─── THE DATA ───

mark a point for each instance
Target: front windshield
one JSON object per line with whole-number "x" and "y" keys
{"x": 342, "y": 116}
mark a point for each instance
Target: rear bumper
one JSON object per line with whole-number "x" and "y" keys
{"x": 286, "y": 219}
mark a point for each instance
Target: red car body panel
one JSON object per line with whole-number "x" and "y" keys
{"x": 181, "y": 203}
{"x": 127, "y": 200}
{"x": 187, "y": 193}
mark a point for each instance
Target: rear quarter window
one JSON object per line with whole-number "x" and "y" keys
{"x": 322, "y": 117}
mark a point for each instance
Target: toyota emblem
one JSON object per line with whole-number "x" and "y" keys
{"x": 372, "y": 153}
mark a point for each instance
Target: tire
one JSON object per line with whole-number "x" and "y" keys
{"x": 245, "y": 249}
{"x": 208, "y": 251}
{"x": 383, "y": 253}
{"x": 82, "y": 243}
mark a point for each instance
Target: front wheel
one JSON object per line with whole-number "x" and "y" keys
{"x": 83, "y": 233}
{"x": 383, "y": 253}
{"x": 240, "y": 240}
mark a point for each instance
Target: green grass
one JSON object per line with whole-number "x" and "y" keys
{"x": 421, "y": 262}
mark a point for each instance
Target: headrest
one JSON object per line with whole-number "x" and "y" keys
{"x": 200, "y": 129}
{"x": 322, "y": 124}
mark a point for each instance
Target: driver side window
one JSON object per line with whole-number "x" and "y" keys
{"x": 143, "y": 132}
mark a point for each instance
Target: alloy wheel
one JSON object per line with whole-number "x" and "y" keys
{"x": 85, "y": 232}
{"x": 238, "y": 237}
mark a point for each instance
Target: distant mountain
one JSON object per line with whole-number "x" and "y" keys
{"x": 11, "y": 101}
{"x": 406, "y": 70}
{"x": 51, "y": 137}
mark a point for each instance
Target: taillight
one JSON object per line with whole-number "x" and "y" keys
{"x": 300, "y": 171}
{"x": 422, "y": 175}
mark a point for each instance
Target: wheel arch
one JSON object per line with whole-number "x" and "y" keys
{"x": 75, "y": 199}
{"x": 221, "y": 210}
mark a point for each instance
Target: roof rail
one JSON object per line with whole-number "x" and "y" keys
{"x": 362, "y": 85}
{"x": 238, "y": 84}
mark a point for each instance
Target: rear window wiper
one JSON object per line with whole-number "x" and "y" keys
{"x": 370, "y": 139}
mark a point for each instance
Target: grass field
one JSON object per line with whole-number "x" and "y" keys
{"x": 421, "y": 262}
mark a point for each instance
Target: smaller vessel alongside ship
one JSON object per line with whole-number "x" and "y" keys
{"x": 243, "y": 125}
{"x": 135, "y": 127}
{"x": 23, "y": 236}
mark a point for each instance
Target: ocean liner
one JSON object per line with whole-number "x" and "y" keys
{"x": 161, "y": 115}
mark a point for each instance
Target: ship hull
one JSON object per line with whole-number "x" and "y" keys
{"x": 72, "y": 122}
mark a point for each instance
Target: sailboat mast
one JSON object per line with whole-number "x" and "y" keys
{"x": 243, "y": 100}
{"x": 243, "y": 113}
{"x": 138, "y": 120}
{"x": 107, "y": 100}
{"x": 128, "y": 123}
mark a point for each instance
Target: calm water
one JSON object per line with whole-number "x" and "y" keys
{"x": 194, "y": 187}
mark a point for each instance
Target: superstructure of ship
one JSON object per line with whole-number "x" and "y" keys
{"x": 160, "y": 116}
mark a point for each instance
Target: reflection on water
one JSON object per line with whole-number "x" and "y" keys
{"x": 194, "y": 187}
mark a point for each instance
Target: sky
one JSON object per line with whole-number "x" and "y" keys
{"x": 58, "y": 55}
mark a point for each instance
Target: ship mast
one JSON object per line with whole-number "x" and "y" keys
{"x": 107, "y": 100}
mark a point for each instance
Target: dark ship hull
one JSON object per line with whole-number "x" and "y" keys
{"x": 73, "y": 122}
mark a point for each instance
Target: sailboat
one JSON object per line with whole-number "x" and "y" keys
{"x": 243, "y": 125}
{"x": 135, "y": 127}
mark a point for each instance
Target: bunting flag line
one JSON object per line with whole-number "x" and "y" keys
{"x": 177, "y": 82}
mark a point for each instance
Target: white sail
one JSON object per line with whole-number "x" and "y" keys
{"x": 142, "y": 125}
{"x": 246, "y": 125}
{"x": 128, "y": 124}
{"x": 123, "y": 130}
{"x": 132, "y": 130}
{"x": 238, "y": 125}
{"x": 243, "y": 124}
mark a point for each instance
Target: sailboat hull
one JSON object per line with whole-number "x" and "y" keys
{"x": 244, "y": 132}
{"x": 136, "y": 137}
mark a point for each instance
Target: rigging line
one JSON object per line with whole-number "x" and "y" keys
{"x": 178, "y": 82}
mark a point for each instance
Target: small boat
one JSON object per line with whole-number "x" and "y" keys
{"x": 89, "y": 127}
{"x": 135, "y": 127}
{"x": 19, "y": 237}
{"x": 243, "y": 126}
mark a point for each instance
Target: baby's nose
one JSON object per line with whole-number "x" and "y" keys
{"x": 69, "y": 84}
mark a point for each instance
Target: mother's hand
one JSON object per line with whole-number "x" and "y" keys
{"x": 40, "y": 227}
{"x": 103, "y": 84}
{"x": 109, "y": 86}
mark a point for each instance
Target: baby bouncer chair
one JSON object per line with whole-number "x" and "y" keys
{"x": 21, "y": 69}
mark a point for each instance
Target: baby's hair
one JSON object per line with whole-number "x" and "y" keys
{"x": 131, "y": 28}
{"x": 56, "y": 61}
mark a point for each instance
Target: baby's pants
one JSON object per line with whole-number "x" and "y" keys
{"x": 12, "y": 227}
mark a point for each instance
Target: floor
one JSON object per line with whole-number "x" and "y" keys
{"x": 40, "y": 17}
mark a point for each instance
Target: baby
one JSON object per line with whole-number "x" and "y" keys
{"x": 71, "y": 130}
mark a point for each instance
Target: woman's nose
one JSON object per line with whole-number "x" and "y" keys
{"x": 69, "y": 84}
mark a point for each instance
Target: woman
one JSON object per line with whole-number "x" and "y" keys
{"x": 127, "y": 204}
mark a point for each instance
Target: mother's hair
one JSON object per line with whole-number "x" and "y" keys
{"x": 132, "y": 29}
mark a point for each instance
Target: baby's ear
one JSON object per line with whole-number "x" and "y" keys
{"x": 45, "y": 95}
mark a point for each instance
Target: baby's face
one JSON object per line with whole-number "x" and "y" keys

───

» **WORK ORDER**: Copy out every line in the records where the word "rear" is found.

» **EXPECTED OUTPUT**:
Target: rear bumper
Target: rear quarter window
Target: rear window wiper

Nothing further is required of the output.